**TRECHO DA FONTE**
De acordo com um levantamento feito nos anais do CONFAEB, Congresso Nacional da
Federação de Arte/Educadores do Brasil, entre os anos 2016 e 2019, foram encontradas 11
pesquisas: Abreu e Castro, 2018; Costa e Brasil 2019; Oliveira Junior, 2019; Fonseca, 2016;
Machado, 2019; Neto, 2017; Pinheiro, Lopes e Carvalho, 2018; Rabelo, 2018; Ronco, 2018;
Silva, Silva e Farias, 2017; Silva e Oliveira, 2018. Tais estudos apresentam o uso de distintas
formas de audiovisual em distintos níveis, desde o ensino básico até a formação de professores.
Do cinema à videoarte, incluindo também produções voltadas para o youtube com o formato de
vlog, os professores mostram a variedade de usos do audiovisual em sala de aula e reconhecem
o potencial deste para o processo de ensino aprendizagem.
Segundo Machado (2019), o uso do termo audiovisual vem no sentido de abranger
outras produções, não apenas a cinematográfica que, ainda de acordo com a autora, seria uma
experiência mais restrita ao se pensar no espaço físico da caixa-preta do cinema. No entanto,
esse entendimento é bem recente e o uso do audiovisual no ambiente escolar é anterior.

**TAREFAS**
1: Diga se cada afirmação concorda com o trecho, respondendo sim ou não e citando as palavras dele que decidem. (a) O levantamento nos anais do CONFAEB encontrou 11 pesquisas. (b) Para Machado (2019), o termo audiovisual se refere só à produção cinematográfica. (c) O uso do audiovisual no ambiente escolar é anterior a esse entendimento do termo.
2: Substitua "professores" por "docentes" ao reescrever a parte do trecho que começa em "De acordo com um" e termina após "de ensino aprendizagem.".
Este material vem de outra fonte.

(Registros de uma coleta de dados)
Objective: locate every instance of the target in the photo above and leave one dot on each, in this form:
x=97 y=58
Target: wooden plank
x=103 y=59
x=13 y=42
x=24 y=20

**RESPOSTAS**
1:
(a) Sim: "foram encontradas 11 pesquisas".
(b) Não: "não apenas a cinematográfica".
(c) Sim: "o uso do audiovisual no ambiente escolar é anterior".

2:
De acordo com um levantamento feito nos anais do CONFAEB, Congresso Nacional da
Federação de Arte/Educadores do Brasil, entre os anos 2016 e 2019, foram encontradas 11
pesquisas: Abreu e Castro, 2018; Costa e Brasil 2019; Oliveira Junior, 2019; Fonseca, 2016;
Machado, 2019; Neto, 2017; Pinheiro, Lopes e Carvalho, 2018; Rabelo, 2018; Ronco, 2018;
Silva, Silva e Farias, 2017; Silva e Oliveira, 2018. Tais estudos apresentam o uso de distintas
formas de audiovisual em distintos níveis, desde o ensino básico até a formação de docentes.
Do cinema à videoarte, incluindo também produções voltadas para o youtube com o formato de
vlog, os docentes mostram a variedade de usos do audiovisual em sala de aula e reconhecem
o potencial deste para o processo de ensino aprendizagem.